▶ **Consigne 1**
Repérez chaque ligne des données qui contient la chaîne « Target », puis recopiez-la.

Les répondants ont aussi l'impression générale que les ressources du système de justice dans son ensemble sont insuffisantes. En particulier, il manquait un juge pendant l'étude, et ce, depuis trois ans, c'est-à-dire depuis l'établissement de la CJN. Malgré la nomination de juges suppléants pour combler ce vide (en 2001, des juges suppléants ont été en tournée pendant 46 semaines), il y a un manque de continuité et de connaissance, par le juge, de la dynamique particulière du Nunavut et de ses collectivités. Les répondants ont exprimé des réserves à l'endroit des juges suppléants : ils connaissent mal la culture et la région et ils ne sont peut-être pas aussi dévoués pour traiter ces questions que ceux qui résident dans le Nord. En général, les répondants étaient d'accord sur le fait qu'il est souhaitable que le même juge soit assigné à une collectivité particulière, ce qui augmente la connaissance du caractère unique de chacune d'elles et l'ouverture à celles-ci. Le recours aux juges suppléants sera atténué grâce à la récente nomination d'un troisième juge à la CJN, ce qui réduira, par le fait même, la pression qui s'exerce sur les conseillers parajudiciaires et les avocats de la CSJN pour qu'ils apportent aux juges suppléants leurs connaissances de la culture et de la région ainsi que leur expertise juridique.

▶ **Consigne 2**
Répondez à ces questions sur le texte consacré à la justice au Nunavut :
(a) Pendant combien de semaines des juges suppléants ont-ils été en tournée en 2001 ?
(b) Depuis combien de temps manquait-il un juge pendant l'étude ?
(c) Quelle nomination récente va atténuer le recours aux juges suppléants ?

▶ **Données sources**
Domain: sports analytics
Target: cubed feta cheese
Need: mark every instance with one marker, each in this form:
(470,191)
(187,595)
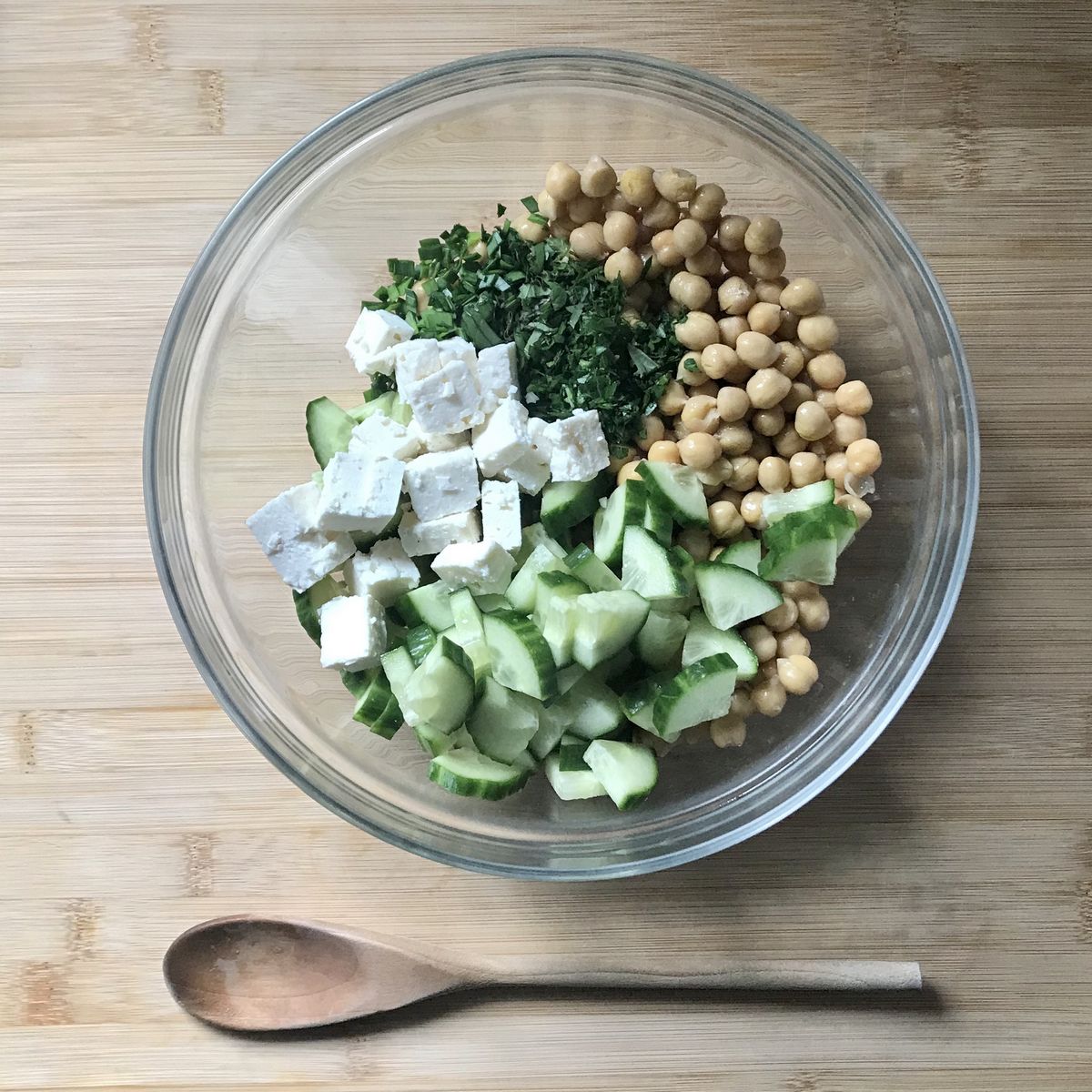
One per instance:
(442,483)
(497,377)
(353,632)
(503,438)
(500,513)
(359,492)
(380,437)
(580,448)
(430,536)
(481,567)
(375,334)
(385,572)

---

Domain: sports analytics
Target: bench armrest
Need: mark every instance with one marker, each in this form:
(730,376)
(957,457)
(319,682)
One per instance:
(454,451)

---

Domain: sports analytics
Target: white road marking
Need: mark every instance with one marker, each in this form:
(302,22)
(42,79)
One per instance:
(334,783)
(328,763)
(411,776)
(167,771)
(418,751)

▶ **Résultat 1**
Target: cubed feta cheese
Target: bench armrest
Target: white road marking

▶ **Résultat 2**
(a) Pendant 46 semaines.
(b) Depuis trois ans, c'est-à-dire depuis l'établissement de la CJN.
(c) La nomination d'un troisième juge à la CJN.